▶ **WORK REQUEST**
Nothing but the lines from the one that contains "Pick out every instance of the dark" to the end of the records should be printed, both ends included, exactly as given.

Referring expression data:
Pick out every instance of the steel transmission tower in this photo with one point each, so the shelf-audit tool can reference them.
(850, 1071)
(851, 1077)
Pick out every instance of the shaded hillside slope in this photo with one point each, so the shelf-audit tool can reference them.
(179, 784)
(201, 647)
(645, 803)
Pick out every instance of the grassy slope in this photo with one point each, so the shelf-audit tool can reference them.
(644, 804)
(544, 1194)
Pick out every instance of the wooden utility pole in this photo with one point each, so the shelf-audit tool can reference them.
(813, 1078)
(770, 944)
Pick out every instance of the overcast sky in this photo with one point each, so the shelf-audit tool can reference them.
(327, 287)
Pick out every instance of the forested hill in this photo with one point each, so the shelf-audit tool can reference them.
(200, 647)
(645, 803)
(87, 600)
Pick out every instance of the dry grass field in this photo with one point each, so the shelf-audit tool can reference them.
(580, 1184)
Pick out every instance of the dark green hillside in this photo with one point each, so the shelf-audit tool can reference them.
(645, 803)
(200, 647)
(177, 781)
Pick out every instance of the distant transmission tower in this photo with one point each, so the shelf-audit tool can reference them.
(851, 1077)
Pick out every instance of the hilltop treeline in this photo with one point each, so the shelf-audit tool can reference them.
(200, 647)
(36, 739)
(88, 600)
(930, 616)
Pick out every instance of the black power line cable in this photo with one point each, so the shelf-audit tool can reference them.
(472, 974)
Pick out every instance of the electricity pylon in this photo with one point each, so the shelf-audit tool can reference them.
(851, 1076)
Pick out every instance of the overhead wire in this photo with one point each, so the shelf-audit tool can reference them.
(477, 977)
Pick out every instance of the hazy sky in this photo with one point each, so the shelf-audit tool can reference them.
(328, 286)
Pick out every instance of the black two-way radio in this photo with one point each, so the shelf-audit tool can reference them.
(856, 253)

▶ **OUTPUT BELOW**
Pick out every instance of the dark green hillside in this photo with one point each, so the shelf-audit tool can reference them.
(645, 803)
(200, 647)
(177, 781)
Pick out every instance of the distant transmission tower in this photo with one point each, so the shelf-audit tool can reference them.
(851, 1077)
Pick out every instance of the hilltop treeline in this photo with one point each, so the shelf-audit tool can reference them.
(200, 647)
(36, 739)
(88, 600)
(930, 616)
Pick out every instance of the black power line cable in this photo with one point each, so the shelf-audit tool can reference them.
(472, 974)
Pick out every instance of the electricity pylon in this photo with one point each, so the shelf-audit tool can reference them.
(851, 1076)
Pick out every instance of the overhead wire in this photo with one point each, so the shelf-audit tool can reference them.
(477, 977)
Pick out every instance of the hazy sky in this photo with one point each, so the shelf-audit tool can reference them.
(328, 286)
Pick out every instance of the black two-way radio in this photo with one point each, so the shelf-audit tool can reference them.
(856, 253)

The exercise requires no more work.